[Exercise instructions]:
A) Which substances are named in the quoted sentence in the ammonia microdroplet thread below?
B) According to the ammonia microdroplet thread below, why is natural gas a popular hydrogen source for the Haber process?
C) Can you sum up the ammonia microdroplet thread below in two sentences?

[Document section]:
All of them seem like non-sequiturs, they have little relation to each other or to the comment they reply to.
The haber process doesn't require that the hydrogen comes from natural gas, and if you use other hydrogen sources and clean energy doesn't release CO2. From what I understand the popularity of natural gas simply comes from natural gas being one of the cheapest sources of energy. If you have cheap electricty you can just run a fuel-cell backwards, or electrolyse water. Electricity just happens to be more expensive than natural gas. Other processes will hit the same problem, since the overall energy requirement is the same. Whatever process we find needs the energy from somewhere.
Cool result. Although it looks like the mesh they used isn't disclosed everything else seems low tech, which would be good for mass production.
Is there any issue with removing nitrogen from the air like this. Does it only work until a minimum nitrogen contents?
"Water (H2O) microdroplets are sprayed onto a magnetic iron oxide (Fe3O4) and Nafion-coated graphite mesh using compressed N2 or air as the nebulizing gas."[1]
I was more interested if the supply of nitrogen in a local area would be effected. could you do it constantly in a shed or would you need some vents to pump fresh air in?
I am amazed by scientific progress as ever - and actually feel this is weirdly one of those papers where I stand a tiny chance of even being able to replicate it.
It's just that might be the problem (if it scales).
Isn't ammmonia the basic input to high explosives (I know it goes something like Fritz Haber -> Ammonia -> feed world / blow up shells), there is I expect a bit in the middle, generally fuel oil and fertilisers.
Going from ammonia to nitrate is still a fairly hard step - there's much easier home lab ways to produce nitrates, including methods that solely use air and water.
Could you please stop posting unsubstantive comments and flamebait? You've unfortunately been doing it repeatedly. It's not what this site is for, and destroys what it is for.
It seems like a bunch of Stanford researchers in this lab are studying the whole hydrogen peroxide microdroplet thing, which is what makes this possible, because peroxide is a reactive specie that’ll make a lot of regularly endothermic reactions exothermic when used instead of water. But why do microdroplets produce peroxide when that is itself endothermic?
I found a good explanation of this phenomenon (seems to be a hot topic in the Chemistry world in the past couple years) how it may actually be a reaction between ozone and water in https://pubs.rsc.org/en/content/articlelanding/2022/sc/d1sc0...
So my takeaway TLDR is, this may actually be a reaction between O3, N2, and H20. Or between H202 and N2. Ozone is not highly concentrated in air and is the limiting reagent (note that this experiment produced very little ammonia). So this seems unscaleable/impractical without producing large quantities of Ozone.
I’m an academia-pessimist and it seems like while in the past year a decent amount of research has come out debunking this whole “spontaneous peroxide” thing (it’s still cool, but it’s not a silver bullet and it makes results like these less impactful knowing it’s actually ozone powering the whole thing) the original groups of spontaneous peroxide researchers are pumping out as much microdroplet research as possible before everybody accepts it’s dependent on ozone. The newer papers should at least propose this mechanism in the name of intellectual honesty.

[Material shown]:
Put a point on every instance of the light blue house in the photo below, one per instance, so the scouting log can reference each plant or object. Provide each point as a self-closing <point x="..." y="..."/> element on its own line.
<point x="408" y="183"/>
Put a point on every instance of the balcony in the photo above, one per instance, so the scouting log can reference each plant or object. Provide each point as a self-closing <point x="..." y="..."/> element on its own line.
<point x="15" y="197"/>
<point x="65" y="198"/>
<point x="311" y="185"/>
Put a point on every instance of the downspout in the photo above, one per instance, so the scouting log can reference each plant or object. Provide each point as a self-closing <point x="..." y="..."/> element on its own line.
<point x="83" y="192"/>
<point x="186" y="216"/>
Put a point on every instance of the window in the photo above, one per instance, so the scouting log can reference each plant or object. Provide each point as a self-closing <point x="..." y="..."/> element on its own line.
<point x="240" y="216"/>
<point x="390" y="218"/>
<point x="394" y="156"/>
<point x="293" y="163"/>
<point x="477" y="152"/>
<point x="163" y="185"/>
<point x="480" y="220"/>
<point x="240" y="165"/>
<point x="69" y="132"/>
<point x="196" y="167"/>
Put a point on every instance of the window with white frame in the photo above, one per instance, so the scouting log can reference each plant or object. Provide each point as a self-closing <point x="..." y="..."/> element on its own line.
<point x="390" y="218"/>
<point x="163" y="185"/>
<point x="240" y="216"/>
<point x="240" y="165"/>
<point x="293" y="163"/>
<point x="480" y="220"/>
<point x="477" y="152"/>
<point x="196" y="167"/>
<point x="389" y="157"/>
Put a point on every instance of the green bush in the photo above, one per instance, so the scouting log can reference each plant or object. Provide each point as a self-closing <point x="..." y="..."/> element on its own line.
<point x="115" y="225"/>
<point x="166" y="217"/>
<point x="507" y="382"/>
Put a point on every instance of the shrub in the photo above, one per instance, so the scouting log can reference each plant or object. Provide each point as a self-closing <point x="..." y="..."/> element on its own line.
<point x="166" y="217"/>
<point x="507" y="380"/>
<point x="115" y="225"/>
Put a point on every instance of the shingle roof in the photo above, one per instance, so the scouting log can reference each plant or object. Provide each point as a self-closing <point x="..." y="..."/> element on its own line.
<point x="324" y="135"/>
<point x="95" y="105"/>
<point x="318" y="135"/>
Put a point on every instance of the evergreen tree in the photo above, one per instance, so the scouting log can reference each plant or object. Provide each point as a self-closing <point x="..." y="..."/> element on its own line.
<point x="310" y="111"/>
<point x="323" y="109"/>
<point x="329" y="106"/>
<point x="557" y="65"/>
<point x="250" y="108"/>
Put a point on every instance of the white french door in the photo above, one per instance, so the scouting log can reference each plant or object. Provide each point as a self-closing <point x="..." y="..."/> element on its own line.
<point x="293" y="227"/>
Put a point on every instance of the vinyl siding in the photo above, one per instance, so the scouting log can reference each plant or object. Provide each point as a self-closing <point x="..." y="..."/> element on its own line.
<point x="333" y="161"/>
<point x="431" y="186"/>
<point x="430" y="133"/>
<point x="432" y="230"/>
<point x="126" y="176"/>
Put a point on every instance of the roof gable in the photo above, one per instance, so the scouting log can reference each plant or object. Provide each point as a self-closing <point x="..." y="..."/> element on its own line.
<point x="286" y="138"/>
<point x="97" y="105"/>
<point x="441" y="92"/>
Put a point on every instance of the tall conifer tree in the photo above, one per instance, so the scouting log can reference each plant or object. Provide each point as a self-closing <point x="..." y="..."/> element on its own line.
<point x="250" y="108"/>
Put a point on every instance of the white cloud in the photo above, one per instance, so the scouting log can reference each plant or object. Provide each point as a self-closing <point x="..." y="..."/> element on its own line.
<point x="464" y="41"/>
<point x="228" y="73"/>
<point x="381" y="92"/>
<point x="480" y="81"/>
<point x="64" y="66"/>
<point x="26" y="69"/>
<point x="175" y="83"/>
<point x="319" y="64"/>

[Task solutions]:
A) Water (H2O), magnetic iron oxide (Fe3O4), Nafion, graphite, N2, and air.

B) Natural gas is one of the cheapest sources of energy.

C) Commenters discuss an experiment that sprays water microdroplets onto an iron oxide and Nafion-coated graphite mesh using compressed N2 or air, noting that any ammonia process needs its energy from somewhere and asking whether it would deplete local nitrogen. One commenter argues that the reaction may actually be powered by ozone, which is scarce in air and limits the yield, so the method seems impractical to scale without large quantities of ozone.